Segment Start: DATA FOR THIS EXERCISE
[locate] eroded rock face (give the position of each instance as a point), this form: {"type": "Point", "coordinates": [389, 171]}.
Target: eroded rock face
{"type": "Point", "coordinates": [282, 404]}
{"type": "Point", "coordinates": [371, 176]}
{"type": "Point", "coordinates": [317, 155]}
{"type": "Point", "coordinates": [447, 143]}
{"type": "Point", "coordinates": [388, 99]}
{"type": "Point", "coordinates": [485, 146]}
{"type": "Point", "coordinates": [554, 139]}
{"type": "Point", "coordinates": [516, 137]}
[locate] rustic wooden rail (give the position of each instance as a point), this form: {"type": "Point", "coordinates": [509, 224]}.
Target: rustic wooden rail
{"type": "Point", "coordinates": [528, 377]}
Segment End: DATA FOR THIS EXERCISE
Letter for letter, copy all of the entries above.

:: TASK OUTPUT ::
[locate] eroded rock face (give the position of each instance as a point), this form: {"type": "Point", "coordinates": [389, 171]}.
Target: eroded rock face
{"type": "Point", "coordinates": [282, 404]}
{"type": "Point", "coordinates": [371, 176]}
{"type": "Point", "coordinates": [317, 155]}
{"type": "Point", "coordinates": [447, 143]}
{"type": "Point", "coordinates": [388, 99]}
{"type": "Point", "coordinates": [485, 146]}
{"type": "Point", "coordinates": [554, 139]}
{"type": "Point", "coordinates": [516, 137]}
[locate] rustic wooden rail (give the position of each instance as a point), this form: {"type": "Point", "coordinates": [509, 224]}.
Target: rustic wooden rail
{"type": "Point", "coordinates": [528, 377]}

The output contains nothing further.